REQUIRED WORK> Copy the lines below verbatim, from the line with "is: tree trunk" to the line with "[294,120,371,417]", including both of those lines.

GIVEN DATA>
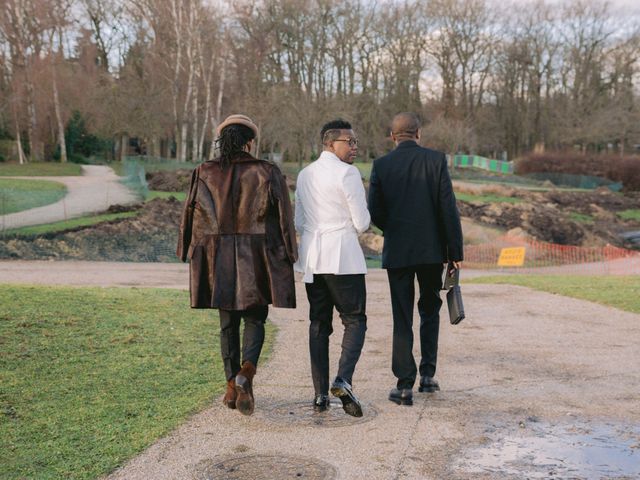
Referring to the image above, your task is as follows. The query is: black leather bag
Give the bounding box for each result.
[443,264,464,325]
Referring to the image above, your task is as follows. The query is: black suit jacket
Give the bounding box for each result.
[369,140,463,268]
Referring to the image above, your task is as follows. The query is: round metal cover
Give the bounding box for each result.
[198,455,336,480]
[262,400,378,427]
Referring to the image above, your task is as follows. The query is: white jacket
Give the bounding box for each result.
[294,151,371,283]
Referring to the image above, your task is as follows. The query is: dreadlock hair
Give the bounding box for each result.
[216,123,256,168]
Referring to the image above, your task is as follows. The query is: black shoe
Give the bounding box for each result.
[389,388,413,406]
[331,378,362,417]
[313,394,329,412]
[418,376,440,393]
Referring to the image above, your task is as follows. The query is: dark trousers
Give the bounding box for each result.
[305,274,367,395]
[220,305,269,380]
[387,263,444,389]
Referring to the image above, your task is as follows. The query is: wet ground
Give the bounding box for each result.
[455,415,640,479]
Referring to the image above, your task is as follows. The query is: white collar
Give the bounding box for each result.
[318,150,344,163]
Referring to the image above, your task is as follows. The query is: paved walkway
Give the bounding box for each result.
[0,262,640,480]
[0,165,139,230]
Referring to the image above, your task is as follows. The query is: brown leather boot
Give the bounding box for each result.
[236,362,256,415]
[222,378,238,410]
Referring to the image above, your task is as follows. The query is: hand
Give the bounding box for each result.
[447,262,462,276]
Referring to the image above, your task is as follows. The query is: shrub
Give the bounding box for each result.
[515,152,640,191]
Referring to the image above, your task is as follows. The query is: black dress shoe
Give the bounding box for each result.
[418,376,440,393]
[389,388,413,406]
[331,378,362,417]
[313,394,329,412]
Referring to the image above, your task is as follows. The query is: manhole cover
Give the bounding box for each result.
[198,455,336,480]
[262,400,378,427]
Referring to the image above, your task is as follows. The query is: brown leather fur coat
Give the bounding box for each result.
[176,153,297,310]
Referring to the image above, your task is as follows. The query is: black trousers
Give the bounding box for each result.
[387,263,444,389]
[220,305,269,380]
[305,274,367,395]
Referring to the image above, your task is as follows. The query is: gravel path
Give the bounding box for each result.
[0,262,640,480]
[0,165,139,230]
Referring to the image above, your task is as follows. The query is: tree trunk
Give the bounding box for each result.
[51,65,68,163]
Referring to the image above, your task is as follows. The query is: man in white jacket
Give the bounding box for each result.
[294,120,371,417]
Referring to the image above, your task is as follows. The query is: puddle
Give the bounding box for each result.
[457,422,640,479]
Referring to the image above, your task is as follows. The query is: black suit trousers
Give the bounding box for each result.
[220,305,269,380]
[305,274,367,395]
[387,263,444,389]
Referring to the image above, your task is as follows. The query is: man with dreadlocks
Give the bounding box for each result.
[177,115,297,415]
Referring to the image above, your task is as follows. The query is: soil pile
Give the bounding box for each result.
[0,198,182,262]
[0,170,640,262]
[458,189,640,248]
[145,169,192,192]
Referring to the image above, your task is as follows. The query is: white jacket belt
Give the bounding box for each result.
[294,152,371,283]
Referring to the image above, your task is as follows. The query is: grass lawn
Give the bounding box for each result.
[0,178,67,215]
[0,286,274,480]
[3,210,142,236]
[465,275,640,313]
[0,162,82,177]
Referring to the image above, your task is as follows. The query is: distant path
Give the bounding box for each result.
[0,261,640,480]
[0,165,139,230]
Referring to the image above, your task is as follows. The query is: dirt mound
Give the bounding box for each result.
[458,189,640,248]
[0,198,182,262]
[146,169,192,192]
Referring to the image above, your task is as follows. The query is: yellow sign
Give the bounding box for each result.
[498,247,526,267]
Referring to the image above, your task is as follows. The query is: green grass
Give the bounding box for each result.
[569,212,593,223]
[467,275,640,313]
[456,192,522,203]
[4,210,142,236]
[0,178,67,215]
[0,162,82,177]
[108,156,198,177]
[618,208,640,222]
[145,190,187,202]
[0,286,274,480]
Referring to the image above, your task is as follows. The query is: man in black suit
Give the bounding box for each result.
[369,113,462,405]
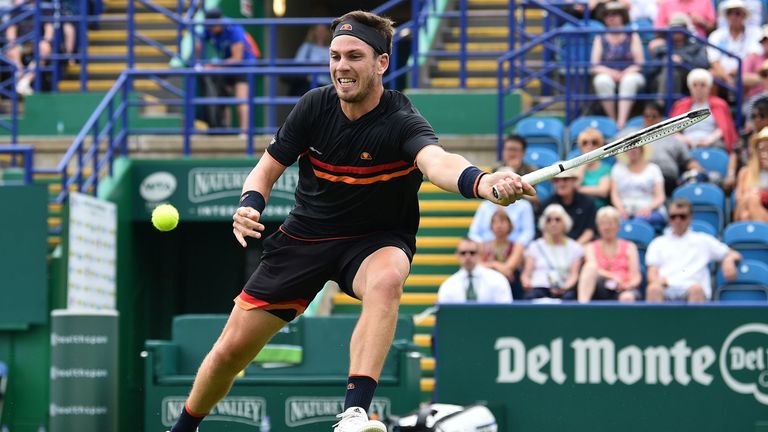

RESPONSE BELOW>
Referring to the image above, your task is as follows. The query is: tree trunk
Give the bounding box for each result.
[51,65,68,163]
Referring to the image above, your task is as follows. The query is: man in white jacket
Give the bounding box for each result.
[294,120,371,417]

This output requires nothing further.